Written problem —
State how many lines in the records below contain the word "formatted". Reply with the number alone.

---------- Record set

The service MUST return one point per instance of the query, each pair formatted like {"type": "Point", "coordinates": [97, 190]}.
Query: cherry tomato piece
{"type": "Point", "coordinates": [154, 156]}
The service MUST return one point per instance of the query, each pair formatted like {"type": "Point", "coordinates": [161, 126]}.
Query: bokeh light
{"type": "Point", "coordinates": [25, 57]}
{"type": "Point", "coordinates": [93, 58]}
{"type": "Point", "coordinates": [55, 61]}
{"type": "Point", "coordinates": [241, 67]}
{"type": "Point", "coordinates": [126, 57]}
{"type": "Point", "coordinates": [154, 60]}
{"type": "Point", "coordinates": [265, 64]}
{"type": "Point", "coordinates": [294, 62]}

--------------------
---------- Record set

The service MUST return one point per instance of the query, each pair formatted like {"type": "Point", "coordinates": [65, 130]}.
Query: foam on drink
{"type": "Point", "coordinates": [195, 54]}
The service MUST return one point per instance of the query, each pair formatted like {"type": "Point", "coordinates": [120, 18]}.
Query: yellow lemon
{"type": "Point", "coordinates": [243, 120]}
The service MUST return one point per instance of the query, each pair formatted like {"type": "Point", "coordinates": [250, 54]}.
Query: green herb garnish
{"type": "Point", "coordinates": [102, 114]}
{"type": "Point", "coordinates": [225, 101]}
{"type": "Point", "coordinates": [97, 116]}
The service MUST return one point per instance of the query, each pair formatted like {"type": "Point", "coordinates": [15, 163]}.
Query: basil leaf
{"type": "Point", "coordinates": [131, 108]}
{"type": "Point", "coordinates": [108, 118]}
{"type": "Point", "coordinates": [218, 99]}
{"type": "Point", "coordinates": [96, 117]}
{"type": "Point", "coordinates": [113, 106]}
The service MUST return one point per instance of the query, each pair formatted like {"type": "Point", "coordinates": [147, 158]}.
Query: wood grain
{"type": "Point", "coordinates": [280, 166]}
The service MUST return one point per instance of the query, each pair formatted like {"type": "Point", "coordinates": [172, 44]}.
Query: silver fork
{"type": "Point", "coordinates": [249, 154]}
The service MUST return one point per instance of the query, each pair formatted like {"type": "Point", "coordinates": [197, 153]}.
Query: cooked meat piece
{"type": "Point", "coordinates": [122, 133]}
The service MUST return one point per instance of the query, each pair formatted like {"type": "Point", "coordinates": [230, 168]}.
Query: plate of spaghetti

--------------------

Final result —
10